Document text:
● ● ● ● ●

Preventing and detecting them in real code

Knowing the four conditions is half the battle; the other half is what you actually type into a real codebase. This phase covers the two prevention techniques you'll use constantly, one detection technique for when prevention wasn't enough, and — because production doesn't wait for you to have the right architecture — what to actually do when a process is hung right now.

Technique 1: consistent lock ordering

This is the fix for the transfer example from Phase 1, and it's the single most common deadlock fix in real systems: pick a global, deterministic order for acquiring locks, and never violate it, regardless of which "direction" the operation conceptually runs.

# before: order depends on transfer direction — deadlock possible
transfer(account1, account2): lock(account1); lock(account2)
transfer(account2, account1): lock(account2); lock(account1)

# after: always lock in a fixed order, e.g. by account ID
transfer(a, b):
  first, second = sorted_by_id(a, b)
  lock(first)
  lock(second)
  ... move money between a and b ...
  unlock(second)

● ● ● ● ●

Record set:
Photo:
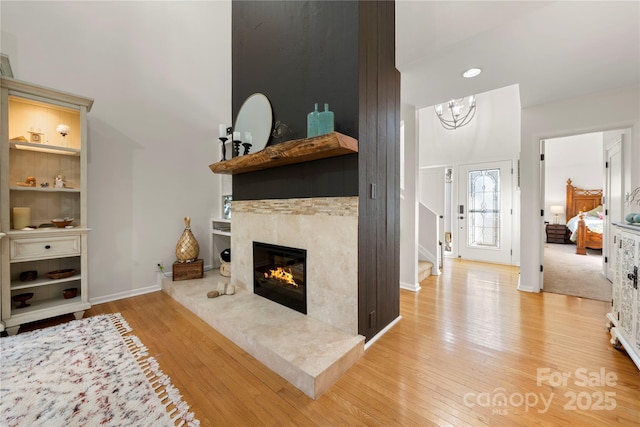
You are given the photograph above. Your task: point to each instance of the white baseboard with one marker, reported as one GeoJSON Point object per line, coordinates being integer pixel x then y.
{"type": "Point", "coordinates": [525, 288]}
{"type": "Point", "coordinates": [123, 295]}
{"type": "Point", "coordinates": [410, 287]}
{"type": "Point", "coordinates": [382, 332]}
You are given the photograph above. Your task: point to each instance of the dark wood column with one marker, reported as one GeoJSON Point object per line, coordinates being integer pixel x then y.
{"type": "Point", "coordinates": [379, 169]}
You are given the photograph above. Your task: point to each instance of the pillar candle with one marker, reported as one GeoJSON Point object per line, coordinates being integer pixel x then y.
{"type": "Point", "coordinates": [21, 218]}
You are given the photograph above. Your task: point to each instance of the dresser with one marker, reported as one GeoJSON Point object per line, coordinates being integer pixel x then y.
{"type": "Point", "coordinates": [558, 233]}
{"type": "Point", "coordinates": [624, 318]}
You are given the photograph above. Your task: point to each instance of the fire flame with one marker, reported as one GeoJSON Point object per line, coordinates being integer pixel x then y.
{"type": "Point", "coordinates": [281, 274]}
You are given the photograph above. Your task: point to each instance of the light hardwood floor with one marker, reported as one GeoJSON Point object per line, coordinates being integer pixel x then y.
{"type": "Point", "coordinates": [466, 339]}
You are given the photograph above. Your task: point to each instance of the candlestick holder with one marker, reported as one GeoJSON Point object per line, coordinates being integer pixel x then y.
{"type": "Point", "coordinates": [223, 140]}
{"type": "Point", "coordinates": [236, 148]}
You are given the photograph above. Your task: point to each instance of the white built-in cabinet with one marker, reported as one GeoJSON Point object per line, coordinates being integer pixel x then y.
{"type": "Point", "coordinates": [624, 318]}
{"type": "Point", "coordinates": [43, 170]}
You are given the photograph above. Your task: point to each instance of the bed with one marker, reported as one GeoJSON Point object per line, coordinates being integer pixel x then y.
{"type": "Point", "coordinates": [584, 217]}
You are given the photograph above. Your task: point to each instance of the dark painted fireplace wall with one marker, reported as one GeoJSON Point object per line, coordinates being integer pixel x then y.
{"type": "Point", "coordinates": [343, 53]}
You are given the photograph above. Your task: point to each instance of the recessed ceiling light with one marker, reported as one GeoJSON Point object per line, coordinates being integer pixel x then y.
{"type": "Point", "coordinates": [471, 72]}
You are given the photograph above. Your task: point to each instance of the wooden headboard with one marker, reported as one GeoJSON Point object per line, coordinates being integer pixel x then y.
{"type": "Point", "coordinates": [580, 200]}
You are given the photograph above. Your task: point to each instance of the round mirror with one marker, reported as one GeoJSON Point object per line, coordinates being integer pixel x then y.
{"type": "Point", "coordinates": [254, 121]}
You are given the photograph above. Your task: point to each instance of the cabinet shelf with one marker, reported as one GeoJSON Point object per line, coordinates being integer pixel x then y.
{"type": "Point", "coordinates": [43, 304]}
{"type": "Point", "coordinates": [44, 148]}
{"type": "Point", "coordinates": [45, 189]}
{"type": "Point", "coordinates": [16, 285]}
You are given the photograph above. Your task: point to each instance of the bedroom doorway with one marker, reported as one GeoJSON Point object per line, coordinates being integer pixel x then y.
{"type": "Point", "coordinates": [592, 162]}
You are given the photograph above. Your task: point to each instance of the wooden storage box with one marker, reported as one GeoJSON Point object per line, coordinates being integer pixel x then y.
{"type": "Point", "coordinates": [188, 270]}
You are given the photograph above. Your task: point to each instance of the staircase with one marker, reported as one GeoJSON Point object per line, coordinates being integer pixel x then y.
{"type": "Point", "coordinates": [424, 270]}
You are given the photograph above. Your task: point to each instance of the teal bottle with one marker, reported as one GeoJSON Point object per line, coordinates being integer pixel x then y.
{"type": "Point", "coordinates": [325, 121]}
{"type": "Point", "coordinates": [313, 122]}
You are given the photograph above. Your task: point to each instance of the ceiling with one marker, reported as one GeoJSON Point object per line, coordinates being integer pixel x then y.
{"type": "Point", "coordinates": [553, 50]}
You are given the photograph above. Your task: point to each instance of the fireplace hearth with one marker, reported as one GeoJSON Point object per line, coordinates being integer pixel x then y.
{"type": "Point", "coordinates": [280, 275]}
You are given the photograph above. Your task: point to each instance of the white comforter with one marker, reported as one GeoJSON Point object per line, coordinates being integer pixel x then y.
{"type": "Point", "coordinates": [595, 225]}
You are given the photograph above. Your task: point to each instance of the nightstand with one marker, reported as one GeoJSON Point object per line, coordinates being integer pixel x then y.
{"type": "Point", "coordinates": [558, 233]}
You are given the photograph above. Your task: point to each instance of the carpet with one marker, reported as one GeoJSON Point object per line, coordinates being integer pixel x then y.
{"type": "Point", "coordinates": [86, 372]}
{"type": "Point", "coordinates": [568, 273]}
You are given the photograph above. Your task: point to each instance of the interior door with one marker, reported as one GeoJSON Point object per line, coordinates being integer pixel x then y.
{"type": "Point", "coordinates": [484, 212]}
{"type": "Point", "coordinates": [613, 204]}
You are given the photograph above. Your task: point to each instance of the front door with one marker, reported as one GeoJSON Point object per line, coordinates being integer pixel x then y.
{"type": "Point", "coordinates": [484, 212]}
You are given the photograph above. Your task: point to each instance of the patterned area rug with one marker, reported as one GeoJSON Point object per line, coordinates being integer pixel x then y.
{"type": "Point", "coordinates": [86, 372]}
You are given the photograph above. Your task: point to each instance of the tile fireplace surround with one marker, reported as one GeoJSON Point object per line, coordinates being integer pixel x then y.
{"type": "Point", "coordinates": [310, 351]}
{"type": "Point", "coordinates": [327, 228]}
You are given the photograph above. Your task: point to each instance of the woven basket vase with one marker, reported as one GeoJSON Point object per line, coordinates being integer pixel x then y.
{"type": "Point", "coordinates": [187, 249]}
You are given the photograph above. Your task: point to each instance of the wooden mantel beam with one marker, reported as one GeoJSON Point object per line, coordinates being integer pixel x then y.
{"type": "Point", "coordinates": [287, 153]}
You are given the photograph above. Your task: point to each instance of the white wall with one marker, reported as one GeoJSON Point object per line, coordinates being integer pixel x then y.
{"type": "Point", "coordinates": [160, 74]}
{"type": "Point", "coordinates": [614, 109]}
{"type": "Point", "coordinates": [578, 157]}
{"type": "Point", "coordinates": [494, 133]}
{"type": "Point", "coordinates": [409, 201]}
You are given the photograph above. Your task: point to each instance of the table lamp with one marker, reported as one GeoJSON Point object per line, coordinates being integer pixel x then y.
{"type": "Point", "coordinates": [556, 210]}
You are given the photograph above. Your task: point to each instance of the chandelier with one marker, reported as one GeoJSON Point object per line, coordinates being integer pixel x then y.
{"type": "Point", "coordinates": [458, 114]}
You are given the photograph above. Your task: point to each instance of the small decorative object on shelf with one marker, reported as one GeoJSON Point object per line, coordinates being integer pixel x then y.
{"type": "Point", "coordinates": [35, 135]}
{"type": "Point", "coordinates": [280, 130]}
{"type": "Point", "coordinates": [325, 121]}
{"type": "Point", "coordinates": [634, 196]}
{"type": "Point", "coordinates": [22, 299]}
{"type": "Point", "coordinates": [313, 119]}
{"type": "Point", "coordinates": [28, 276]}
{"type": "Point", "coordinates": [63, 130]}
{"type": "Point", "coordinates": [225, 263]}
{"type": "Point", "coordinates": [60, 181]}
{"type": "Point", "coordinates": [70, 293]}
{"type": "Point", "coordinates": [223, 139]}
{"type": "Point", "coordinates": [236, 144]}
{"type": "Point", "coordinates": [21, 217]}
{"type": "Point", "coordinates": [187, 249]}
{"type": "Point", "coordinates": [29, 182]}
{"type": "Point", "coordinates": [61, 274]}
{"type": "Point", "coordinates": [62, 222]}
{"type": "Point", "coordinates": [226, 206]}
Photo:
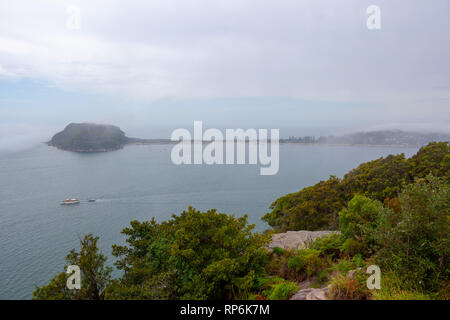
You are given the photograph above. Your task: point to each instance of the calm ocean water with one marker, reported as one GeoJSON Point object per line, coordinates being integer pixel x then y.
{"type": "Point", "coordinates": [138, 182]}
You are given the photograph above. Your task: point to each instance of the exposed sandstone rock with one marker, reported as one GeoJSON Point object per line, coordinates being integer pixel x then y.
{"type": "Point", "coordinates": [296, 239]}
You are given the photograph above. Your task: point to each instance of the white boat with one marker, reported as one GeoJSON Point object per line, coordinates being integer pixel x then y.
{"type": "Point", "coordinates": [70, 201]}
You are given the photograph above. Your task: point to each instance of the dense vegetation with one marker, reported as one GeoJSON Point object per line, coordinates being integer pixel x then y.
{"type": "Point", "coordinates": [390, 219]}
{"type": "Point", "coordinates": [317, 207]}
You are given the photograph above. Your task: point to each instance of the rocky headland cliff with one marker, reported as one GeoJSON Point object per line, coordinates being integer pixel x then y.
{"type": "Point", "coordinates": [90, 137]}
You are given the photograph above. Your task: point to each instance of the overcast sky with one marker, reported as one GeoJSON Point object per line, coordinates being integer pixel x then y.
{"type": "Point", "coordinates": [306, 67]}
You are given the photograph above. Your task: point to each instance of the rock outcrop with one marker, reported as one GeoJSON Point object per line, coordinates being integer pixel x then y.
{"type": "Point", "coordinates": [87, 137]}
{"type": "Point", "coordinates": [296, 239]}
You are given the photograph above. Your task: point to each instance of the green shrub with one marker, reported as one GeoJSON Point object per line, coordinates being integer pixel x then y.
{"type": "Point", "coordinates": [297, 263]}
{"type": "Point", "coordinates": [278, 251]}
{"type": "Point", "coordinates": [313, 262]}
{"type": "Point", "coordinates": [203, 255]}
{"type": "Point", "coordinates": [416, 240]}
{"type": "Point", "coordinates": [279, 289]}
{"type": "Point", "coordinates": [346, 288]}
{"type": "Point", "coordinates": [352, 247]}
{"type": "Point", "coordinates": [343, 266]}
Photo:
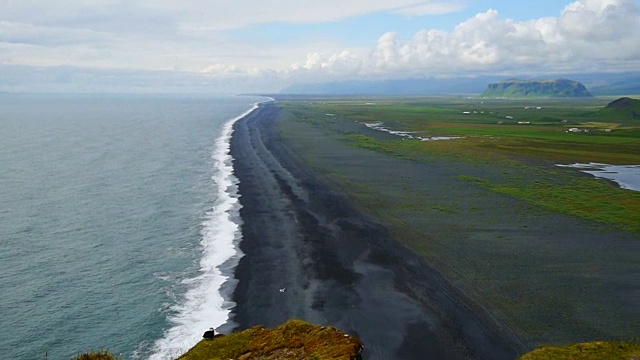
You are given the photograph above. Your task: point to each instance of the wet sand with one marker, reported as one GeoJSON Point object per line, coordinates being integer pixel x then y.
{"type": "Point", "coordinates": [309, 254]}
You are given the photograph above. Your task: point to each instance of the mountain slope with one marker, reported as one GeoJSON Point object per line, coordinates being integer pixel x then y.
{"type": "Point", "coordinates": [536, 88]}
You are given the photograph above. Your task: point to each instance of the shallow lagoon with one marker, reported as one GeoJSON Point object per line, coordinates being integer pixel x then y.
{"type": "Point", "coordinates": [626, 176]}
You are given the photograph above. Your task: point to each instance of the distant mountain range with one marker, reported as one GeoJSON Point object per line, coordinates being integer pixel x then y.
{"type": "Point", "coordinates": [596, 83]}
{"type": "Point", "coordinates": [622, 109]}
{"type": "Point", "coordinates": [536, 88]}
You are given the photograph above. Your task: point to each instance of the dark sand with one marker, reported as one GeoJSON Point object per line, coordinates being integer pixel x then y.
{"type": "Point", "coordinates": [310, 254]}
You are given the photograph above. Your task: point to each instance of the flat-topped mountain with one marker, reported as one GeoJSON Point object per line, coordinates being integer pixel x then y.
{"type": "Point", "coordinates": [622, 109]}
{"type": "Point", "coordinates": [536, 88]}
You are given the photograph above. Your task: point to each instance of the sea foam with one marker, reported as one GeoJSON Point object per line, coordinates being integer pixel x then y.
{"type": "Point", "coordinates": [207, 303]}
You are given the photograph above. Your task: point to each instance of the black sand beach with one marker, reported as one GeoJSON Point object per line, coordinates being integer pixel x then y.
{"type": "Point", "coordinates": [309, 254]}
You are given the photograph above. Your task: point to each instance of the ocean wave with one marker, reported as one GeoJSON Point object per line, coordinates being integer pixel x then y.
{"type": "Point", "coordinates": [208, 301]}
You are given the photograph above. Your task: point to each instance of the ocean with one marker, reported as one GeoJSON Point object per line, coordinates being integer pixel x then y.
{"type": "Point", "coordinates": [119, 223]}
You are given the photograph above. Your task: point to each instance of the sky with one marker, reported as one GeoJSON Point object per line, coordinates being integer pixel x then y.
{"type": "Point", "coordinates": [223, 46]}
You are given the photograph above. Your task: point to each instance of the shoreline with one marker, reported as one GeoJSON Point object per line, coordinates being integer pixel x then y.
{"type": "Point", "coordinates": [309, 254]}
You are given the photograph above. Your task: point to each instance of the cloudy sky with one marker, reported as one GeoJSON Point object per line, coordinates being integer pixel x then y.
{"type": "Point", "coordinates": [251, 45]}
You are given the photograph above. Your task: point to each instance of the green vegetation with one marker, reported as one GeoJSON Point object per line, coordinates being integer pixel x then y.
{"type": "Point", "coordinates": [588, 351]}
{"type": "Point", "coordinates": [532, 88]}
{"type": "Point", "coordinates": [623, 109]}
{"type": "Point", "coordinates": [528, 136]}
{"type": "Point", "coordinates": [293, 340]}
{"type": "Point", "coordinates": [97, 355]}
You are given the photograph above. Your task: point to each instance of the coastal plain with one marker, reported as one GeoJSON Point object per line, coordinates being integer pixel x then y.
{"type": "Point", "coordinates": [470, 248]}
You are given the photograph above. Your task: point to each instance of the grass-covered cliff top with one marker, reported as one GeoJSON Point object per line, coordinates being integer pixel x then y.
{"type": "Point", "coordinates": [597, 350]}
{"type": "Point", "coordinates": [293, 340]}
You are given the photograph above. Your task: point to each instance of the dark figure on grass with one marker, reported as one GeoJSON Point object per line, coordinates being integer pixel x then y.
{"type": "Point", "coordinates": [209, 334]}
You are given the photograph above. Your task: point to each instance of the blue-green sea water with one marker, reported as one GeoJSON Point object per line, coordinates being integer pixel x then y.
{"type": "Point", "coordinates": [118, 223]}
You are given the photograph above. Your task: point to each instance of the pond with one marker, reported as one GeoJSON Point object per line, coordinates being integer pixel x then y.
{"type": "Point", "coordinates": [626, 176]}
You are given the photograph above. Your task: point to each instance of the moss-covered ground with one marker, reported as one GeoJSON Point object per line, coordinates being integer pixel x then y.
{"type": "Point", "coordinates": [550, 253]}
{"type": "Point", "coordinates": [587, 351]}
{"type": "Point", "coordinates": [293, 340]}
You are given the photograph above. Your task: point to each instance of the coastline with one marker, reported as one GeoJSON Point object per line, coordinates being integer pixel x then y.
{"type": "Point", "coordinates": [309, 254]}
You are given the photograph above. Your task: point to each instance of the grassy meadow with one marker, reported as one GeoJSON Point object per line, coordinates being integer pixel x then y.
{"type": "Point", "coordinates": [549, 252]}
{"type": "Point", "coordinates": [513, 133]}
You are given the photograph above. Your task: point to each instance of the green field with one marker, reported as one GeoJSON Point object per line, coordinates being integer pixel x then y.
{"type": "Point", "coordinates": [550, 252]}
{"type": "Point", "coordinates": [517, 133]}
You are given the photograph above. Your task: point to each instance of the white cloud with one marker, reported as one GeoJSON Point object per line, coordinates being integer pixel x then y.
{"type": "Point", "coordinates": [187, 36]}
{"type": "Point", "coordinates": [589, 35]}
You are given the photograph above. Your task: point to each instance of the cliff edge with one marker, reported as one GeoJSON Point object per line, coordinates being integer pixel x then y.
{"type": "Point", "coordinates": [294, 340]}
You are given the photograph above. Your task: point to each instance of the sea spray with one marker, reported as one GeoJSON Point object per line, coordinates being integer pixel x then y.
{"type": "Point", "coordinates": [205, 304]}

● ● ● ● ●

Task requirements:
Pick up the text above on preventing and detecting deadlocks and continue it from the last line shown.

Output:
  unlock(first)

What just happened: no matter which account initiates the transfer, both threads now agree on which lock to acquire first — say, whichever account has the lower ID. Thread A transferring 1-to-2 and Thread B transferring 2-to-1 will both try to lock account 1 first. One of them ends up waiting for a normal, resolving lock — not a circular one, because the second thread never holds a lock the first one needs before it can proceed. Circular wait, Phase 2's fourth condition, becomes structurally impossible.

This generalizes beyond two locks: if your system ever needs three or more locks at once, sort them by some fixed key — an ID, a memory address, a hash — and always acquire in that order everywhere in the codebase. The rule is only as strong as its consistency; one code path that acquires locks in the wrong order breaks the guarantee for the entire system.

Technique 2: timeouts and try-lock

Sometimes a fixed global ordering isn't practical — maybe the locks come from a library you don't control, or the resource graph is too dynamic to sort cleanly. The fallback is to refuse to wait forever: use a try-lock that either succeeds immediately or fails after a timeout, instead of a plain lock() that blocks indefinitely.

if try_lock(account1, timeout=2s):
    if try_lock(account2, timeout=2s):
        ... move money ...
        unlock(account2)
    unlock(account1)
else:
    # couldn't get the lock in time — back off and retry later
    retry_after_backoff()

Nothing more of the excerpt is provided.